**Requirement**
In the proof excerpt, which theorem is cited to obtain the countable disjoint family of intervals?
== Page excerpt
Then $f$ is constant on $[a,b]$.

\proof{ Let $x\in[a,b]$, $\epsilon>0$.   Let $\delta>0$ be
such that $\sum_{i=1}^n|f(b_i)-f(a_i)|\le\epsilon$
whenever $a\le a_1\le b_1\le a_2\le b_2\le\ldots\le a_n\le b_n\le b$ and
$\sum_{i=1}^nb_i-a_i\le\delta$.   Set $A=\{t:a<t<x,\,f'(t)$ exists
$=0\}$;  then $\mu A=x-a$, writing $\mu$ for Lebesgue measure.
Let $\Cal I$ be the set of non-empty non-singleton closed intervals
$[c,d]\subseteq[a,x]$ such that $|f(d)-f(c)|\le\epsilon (d-c)$;  then
every member of $A$ belongs to arbitrarily short members of $\Cal I$.
By Vitali's theorem (221A), there is a countable disjoint family
$\Cal I_0\subseteq\Cal I$ such that $\mu(A\setminus\bigcup\Cal I_0)=0$,
that is,

\Centerline{$x-a=\mu(\bigcup\Cal I_0)=\sum_{I\in\Cal I_0}\mu I$.}

\noindent Now there is a finite $\Cal I_1\subseteq\Cal I_0$ such that

\Centerline{$\mu(\bigcup\Cal I_1)
====
== Given data
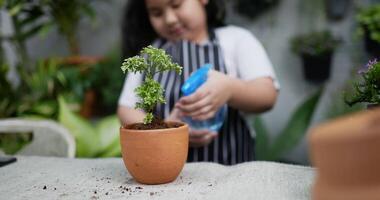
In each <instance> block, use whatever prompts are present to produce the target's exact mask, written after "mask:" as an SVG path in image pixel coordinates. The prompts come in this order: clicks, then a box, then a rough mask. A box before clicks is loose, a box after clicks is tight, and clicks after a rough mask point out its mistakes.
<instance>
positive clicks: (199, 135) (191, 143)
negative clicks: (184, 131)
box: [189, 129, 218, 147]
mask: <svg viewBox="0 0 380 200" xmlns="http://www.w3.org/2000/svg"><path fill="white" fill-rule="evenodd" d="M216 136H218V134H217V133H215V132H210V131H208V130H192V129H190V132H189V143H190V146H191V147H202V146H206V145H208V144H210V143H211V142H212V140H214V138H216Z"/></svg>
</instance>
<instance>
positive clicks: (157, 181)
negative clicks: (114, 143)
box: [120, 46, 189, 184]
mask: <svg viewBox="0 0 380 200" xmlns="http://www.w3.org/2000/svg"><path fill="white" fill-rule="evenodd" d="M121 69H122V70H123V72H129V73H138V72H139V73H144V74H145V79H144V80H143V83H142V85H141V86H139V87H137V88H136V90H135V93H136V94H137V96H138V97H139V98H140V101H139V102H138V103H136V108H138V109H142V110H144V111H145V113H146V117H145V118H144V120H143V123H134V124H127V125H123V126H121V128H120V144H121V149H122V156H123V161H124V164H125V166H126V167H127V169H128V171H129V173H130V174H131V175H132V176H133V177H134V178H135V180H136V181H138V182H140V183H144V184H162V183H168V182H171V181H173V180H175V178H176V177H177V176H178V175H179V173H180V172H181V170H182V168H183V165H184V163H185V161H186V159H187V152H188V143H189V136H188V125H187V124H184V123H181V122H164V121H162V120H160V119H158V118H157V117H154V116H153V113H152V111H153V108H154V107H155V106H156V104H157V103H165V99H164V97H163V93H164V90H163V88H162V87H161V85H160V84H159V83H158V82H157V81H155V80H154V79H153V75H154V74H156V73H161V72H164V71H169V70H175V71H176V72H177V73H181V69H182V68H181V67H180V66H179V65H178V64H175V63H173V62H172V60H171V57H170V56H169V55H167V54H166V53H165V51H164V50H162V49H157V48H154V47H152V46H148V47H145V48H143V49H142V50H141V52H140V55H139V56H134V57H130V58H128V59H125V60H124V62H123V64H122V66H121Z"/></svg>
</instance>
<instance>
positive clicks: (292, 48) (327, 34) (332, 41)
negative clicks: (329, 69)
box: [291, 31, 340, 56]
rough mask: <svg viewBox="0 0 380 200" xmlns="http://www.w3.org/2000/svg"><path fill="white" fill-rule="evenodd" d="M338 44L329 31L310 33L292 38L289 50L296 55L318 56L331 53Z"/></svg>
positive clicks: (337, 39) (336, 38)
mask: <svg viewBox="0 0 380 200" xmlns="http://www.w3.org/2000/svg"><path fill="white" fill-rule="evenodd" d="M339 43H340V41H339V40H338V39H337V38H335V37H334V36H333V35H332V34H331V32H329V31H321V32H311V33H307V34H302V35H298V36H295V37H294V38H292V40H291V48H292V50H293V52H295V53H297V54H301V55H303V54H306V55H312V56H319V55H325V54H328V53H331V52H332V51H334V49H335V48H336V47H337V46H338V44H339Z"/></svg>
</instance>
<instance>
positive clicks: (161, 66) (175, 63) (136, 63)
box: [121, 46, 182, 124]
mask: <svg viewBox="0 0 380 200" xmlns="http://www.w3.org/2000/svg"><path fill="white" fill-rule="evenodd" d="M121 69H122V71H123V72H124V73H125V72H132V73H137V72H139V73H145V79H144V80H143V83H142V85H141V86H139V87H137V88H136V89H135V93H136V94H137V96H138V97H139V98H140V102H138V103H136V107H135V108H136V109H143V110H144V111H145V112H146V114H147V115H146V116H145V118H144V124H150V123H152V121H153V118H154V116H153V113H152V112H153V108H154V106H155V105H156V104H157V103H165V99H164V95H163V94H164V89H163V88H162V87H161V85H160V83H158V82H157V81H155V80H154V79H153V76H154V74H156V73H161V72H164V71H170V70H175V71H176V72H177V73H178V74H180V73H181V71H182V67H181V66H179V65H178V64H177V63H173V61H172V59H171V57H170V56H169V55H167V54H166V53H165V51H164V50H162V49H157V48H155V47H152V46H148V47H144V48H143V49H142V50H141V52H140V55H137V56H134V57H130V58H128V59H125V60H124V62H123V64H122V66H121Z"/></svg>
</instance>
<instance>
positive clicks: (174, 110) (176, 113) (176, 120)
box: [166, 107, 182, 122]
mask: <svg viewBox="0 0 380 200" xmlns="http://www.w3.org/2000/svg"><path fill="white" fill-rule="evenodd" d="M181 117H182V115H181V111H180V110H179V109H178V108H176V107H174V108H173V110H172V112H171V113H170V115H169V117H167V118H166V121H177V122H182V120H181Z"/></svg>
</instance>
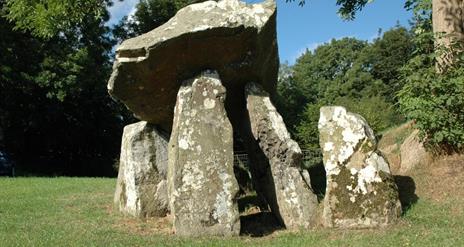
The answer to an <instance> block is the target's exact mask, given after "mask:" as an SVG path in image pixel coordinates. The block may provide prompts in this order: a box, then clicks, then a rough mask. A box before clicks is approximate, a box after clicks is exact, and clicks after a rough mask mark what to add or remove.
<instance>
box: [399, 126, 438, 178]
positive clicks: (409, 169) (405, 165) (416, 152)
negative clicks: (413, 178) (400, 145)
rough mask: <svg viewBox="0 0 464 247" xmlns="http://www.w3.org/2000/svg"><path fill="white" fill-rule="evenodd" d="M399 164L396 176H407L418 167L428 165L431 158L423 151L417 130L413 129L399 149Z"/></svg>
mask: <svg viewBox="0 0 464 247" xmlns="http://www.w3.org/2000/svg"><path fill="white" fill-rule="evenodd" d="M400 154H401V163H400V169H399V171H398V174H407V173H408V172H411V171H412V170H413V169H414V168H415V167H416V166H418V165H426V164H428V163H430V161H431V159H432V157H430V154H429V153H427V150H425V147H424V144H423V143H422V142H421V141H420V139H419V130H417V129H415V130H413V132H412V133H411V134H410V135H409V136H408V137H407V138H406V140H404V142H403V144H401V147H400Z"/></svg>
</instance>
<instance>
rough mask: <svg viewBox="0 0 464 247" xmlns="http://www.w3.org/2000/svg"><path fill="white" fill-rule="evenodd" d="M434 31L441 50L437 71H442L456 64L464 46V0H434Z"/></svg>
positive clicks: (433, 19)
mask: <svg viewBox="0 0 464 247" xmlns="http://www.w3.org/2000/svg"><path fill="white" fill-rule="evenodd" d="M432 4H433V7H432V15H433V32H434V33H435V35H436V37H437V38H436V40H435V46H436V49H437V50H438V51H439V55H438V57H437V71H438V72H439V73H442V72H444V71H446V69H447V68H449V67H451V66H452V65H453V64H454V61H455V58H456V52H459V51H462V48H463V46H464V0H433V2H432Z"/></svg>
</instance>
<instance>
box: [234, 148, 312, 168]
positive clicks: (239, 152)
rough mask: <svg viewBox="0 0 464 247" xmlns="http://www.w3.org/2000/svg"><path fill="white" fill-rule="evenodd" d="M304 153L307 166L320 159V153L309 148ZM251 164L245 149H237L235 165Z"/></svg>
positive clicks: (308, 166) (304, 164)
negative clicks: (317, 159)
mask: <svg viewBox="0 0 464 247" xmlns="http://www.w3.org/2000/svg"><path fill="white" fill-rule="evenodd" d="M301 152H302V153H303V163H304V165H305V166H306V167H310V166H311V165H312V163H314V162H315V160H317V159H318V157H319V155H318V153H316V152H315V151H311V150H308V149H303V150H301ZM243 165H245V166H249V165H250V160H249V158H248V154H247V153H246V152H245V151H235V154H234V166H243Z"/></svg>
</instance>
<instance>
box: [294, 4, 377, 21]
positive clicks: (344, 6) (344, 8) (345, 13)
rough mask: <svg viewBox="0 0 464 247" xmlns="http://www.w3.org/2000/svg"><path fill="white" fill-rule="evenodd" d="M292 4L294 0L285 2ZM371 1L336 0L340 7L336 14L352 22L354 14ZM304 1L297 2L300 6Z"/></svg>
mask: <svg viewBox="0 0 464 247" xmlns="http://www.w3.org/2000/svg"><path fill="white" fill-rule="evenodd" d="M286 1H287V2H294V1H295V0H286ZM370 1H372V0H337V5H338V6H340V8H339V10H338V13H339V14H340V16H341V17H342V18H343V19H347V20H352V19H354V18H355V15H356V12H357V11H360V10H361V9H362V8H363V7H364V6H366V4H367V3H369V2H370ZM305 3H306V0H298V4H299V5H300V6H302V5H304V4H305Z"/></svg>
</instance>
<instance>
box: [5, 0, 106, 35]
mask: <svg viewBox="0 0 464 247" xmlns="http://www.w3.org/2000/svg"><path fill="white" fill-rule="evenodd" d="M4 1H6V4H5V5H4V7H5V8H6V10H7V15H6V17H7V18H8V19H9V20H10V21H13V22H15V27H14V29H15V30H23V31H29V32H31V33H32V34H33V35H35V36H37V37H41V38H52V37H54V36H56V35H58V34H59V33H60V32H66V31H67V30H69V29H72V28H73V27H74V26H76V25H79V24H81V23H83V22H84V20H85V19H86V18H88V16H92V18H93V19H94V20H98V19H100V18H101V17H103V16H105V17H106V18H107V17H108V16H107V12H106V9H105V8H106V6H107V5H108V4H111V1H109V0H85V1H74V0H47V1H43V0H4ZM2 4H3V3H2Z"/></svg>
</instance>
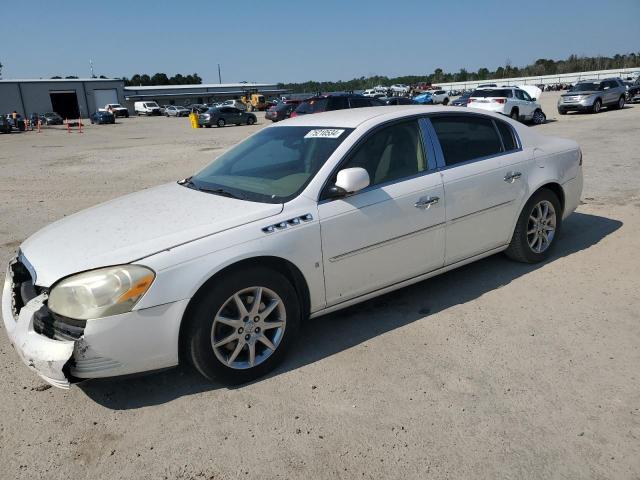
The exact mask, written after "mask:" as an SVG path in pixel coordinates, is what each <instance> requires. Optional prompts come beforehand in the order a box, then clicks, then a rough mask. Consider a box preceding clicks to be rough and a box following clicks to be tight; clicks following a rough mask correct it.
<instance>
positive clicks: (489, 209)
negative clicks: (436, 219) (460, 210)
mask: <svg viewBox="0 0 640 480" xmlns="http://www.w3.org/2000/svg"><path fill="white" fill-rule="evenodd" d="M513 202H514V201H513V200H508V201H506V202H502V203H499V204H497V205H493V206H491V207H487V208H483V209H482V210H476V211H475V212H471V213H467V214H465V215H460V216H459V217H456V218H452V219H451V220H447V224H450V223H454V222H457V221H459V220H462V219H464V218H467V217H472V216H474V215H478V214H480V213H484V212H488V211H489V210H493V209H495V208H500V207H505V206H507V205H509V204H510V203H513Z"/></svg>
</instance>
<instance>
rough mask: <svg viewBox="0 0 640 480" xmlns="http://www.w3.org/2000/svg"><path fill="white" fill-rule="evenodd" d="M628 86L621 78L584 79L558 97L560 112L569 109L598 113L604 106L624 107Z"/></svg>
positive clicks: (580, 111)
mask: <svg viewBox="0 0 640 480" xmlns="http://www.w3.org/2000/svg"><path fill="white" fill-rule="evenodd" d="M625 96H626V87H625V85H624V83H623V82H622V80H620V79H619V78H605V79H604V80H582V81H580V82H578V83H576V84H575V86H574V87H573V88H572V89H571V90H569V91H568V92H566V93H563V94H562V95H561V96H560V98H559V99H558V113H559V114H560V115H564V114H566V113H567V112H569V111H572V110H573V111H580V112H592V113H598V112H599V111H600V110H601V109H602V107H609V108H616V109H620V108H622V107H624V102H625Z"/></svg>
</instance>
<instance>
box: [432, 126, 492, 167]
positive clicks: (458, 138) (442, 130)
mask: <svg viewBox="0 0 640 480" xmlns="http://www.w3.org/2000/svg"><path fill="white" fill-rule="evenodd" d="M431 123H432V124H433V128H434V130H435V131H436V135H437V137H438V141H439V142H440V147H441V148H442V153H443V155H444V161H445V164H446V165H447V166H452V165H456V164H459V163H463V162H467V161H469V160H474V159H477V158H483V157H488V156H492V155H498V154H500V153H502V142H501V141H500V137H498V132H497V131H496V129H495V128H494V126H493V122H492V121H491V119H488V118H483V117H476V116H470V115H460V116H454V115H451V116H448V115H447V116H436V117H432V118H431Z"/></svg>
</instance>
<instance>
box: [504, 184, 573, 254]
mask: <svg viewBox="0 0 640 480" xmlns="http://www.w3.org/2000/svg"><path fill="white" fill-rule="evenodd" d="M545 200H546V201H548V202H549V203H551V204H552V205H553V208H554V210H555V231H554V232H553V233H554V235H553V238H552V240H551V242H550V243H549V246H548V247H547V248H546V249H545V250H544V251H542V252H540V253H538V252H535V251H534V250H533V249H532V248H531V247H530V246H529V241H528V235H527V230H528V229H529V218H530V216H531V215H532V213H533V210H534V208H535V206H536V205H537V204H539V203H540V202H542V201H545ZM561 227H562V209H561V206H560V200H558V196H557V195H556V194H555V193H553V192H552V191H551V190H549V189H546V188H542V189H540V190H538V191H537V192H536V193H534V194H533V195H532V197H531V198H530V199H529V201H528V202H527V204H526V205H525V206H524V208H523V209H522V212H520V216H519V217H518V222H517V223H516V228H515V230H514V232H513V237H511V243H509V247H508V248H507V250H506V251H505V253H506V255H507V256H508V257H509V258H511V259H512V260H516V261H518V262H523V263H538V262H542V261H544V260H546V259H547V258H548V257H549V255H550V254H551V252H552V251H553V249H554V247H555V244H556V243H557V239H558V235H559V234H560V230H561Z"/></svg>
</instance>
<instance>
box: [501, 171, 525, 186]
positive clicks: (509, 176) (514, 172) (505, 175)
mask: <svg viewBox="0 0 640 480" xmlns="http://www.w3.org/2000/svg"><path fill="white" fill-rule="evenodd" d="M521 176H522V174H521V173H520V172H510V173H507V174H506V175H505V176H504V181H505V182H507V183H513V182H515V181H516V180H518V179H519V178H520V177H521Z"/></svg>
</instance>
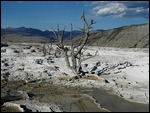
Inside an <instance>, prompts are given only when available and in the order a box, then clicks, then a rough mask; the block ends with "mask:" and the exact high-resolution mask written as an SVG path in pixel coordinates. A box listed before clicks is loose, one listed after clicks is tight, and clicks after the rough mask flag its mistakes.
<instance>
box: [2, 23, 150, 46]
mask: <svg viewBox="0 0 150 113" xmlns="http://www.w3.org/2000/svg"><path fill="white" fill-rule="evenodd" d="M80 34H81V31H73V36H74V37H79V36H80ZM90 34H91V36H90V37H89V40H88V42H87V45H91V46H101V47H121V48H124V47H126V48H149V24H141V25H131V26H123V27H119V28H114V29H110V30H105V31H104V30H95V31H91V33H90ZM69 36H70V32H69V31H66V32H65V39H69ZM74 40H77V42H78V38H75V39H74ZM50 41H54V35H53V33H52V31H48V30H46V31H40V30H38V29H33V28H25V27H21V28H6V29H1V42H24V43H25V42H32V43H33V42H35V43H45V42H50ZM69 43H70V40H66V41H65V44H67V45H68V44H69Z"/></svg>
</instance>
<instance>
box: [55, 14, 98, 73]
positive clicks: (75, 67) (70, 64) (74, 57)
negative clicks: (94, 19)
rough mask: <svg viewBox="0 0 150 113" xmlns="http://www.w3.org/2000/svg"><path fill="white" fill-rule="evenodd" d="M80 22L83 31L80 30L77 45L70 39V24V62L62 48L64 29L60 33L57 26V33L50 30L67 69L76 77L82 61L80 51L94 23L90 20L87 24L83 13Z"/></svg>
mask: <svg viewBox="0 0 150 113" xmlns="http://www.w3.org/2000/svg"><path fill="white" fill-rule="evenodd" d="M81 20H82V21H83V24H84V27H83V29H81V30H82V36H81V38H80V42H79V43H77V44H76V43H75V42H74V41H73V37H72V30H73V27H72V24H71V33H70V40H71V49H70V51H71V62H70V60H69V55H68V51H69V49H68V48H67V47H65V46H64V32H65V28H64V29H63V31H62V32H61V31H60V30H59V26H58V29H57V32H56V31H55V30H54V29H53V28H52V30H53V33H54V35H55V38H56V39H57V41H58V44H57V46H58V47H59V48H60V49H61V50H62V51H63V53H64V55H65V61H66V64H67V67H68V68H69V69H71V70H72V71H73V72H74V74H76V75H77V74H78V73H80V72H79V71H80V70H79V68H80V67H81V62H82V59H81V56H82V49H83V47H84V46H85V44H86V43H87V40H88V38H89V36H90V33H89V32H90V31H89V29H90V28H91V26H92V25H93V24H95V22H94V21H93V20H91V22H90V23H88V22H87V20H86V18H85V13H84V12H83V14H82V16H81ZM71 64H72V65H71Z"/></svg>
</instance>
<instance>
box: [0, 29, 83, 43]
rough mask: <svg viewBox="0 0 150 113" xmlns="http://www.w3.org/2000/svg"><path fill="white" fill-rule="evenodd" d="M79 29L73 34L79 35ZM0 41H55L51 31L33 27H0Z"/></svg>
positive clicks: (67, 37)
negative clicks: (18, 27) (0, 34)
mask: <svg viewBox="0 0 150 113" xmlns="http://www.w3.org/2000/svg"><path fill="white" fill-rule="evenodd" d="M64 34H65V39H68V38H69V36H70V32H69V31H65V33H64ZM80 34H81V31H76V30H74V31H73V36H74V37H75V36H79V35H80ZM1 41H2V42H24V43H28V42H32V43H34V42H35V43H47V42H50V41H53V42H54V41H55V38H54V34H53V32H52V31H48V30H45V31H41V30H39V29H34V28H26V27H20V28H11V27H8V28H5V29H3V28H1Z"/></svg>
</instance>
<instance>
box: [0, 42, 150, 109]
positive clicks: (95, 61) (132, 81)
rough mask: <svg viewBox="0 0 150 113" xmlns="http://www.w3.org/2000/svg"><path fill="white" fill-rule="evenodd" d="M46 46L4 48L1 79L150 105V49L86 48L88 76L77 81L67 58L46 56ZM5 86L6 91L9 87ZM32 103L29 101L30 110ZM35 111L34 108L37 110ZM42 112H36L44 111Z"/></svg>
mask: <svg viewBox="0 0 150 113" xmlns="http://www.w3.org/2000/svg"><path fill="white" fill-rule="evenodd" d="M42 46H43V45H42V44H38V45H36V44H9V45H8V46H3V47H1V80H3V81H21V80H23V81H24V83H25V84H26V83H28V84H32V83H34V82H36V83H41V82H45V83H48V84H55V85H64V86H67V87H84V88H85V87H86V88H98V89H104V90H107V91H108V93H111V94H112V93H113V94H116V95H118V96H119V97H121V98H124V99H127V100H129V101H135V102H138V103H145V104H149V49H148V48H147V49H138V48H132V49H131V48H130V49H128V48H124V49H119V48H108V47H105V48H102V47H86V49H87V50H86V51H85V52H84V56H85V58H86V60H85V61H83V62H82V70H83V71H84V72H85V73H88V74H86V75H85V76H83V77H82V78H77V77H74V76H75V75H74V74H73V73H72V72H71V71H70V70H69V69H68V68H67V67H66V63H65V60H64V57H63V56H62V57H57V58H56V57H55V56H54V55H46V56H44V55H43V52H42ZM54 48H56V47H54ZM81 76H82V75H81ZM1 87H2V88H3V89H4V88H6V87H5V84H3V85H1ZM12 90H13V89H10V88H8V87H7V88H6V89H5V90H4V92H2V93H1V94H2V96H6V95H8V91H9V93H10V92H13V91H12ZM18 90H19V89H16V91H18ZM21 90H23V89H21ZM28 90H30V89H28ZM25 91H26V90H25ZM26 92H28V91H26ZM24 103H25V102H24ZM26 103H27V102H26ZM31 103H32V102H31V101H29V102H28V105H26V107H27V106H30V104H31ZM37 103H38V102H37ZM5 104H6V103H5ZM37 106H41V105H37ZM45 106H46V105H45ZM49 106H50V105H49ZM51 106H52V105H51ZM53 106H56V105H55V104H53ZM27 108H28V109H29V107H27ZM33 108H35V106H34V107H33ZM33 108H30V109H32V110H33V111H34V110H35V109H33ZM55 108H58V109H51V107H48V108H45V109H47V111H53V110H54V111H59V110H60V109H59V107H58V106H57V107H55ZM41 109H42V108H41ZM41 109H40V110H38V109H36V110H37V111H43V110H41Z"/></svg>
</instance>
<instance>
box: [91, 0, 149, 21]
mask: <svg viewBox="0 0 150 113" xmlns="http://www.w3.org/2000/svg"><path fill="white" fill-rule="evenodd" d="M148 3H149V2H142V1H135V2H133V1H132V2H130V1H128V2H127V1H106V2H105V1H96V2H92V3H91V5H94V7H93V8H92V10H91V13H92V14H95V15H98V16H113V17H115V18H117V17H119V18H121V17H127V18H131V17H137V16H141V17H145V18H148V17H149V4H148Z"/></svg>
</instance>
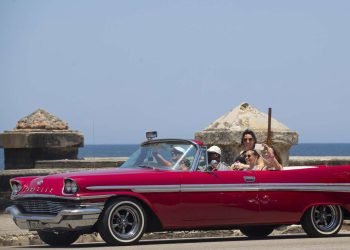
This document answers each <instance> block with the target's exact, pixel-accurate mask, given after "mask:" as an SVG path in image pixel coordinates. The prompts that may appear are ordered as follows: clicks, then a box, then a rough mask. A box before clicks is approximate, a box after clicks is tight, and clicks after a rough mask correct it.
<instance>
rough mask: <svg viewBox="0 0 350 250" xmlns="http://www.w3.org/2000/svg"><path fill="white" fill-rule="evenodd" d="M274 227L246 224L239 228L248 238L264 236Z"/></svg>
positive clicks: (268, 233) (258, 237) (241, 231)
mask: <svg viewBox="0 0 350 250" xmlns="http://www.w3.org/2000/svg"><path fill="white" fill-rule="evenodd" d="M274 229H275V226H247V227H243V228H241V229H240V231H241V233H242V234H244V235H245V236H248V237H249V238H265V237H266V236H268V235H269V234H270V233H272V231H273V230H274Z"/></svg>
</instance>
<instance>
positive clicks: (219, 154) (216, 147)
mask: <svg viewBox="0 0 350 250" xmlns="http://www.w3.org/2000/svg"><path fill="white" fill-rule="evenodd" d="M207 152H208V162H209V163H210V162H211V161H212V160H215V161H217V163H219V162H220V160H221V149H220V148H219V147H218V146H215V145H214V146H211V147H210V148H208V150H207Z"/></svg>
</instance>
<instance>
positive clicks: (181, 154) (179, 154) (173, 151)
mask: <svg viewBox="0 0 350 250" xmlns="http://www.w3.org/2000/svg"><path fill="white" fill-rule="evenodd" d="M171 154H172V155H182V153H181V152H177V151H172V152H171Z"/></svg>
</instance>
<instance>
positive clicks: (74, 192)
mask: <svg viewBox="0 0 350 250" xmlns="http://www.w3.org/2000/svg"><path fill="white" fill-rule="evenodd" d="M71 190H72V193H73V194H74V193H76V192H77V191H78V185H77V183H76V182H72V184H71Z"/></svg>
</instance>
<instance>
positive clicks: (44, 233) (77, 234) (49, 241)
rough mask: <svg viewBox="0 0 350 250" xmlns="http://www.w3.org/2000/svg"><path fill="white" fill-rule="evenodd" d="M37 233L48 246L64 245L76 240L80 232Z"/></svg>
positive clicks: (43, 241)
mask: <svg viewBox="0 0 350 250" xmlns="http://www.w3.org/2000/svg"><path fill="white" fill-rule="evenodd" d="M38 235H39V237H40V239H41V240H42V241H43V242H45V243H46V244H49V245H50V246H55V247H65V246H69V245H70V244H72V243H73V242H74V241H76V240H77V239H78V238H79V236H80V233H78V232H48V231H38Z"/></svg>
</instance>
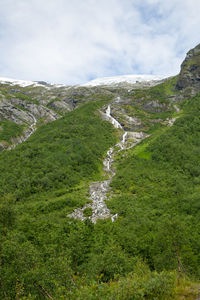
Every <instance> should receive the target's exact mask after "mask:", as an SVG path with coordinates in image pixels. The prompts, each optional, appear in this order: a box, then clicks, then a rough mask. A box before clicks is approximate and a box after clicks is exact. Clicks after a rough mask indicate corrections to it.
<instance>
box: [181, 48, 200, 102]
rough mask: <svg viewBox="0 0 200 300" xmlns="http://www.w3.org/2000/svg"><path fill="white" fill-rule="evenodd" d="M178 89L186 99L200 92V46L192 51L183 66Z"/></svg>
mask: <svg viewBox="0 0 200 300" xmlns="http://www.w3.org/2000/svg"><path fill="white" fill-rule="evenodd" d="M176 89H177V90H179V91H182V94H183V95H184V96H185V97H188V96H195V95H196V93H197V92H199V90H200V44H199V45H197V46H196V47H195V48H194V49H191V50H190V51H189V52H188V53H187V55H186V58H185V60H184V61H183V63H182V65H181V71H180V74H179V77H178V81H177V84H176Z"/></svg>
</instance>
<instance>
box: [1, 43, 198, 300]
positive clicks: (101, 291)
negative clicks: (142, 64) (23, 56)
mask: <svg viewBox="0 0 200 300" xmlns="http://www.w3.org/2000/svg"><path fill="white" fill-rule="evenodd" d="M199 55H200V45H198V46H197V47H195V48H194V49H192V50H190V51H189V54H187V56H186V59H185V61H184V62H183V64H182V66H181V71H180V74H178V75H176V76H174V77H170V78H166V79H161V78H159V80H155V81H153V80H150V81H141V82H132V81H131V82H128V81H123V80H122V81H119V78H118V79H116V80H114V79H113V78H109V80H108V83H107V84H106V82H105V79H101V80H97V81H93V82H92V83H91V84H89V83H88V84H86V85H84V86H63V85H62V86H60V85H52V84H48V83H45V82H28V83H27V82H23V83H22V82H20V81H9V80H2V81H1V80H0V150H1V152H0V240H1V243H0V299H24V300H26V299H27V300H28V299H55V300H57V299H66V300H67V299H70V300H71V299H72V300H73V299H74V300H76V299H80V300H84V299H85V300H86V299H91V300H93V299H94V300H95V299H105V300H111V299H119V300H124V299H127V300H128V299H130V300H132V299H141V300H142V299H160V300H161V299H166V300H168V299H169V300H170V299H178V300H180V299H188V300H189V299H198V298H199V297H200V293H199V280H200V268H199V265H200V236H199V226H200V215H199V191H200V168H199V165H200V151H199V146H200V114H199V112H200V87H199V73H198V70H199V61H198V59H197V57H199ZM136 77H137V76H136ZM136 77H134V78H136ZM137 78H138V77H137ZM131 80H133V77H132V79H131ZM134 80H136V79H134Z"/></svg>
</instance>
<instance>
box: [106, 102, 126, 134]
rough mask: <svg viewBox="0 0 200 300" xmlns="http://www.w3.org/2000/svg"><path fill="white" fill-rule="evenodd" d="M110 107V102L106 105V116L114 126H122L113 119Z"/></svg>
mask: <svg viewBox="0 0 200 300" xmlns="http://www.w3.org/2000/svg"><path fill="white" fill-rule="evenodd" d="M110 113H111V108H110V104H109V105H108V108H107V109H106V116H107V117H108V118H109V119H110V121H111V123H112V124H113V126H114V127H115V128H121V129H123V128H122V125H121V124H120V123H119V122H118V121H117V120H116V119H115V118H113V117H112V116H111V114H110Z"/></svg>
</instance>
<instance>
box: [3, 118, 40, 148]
====
**Answer to this task**
Vitali's theorem (221A).